* [Extracted material]
START

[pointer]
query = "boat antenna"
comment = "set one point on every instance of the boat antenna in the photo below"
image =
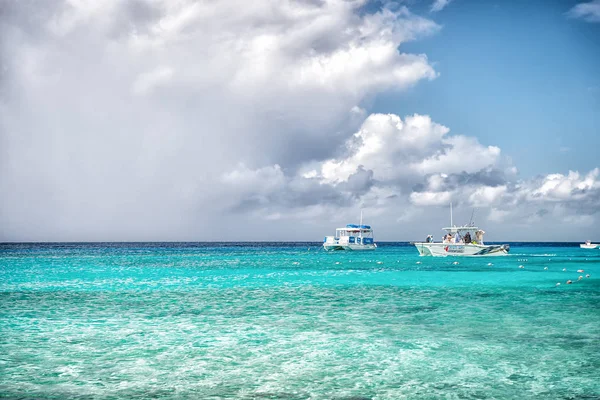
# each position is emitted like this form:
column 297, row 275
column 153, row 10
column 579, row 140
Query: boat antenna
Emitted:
column 360, row 225
column 472, row 215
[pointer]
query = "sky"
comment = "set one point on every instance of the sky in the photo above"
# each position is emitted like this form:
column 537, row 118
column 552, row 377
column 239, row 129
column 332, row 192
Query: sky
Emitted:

END

* [The request] Reproduce all of the material above word for word, leaving out the pictures.

* [Response to the exercise]
[pointer]
query = "boat antenna"
comment = "set one point on every instance of the boat antenna in the photo below"
image =
# each position is emitted like this form:
column 297, row 275
column 153, row 10
column 579, row 140
Query: boat antenna
Emitted:
column 360, row 225
column 472, row 215
[pointer]
query = "sky"
comment = "set one point on every instance of the sky in the photo above"
# each position is emitted like this form:
column 537, row 118
column 552, row 377
column 239, row 129
column 332, row 192
Query: sky
Emitted:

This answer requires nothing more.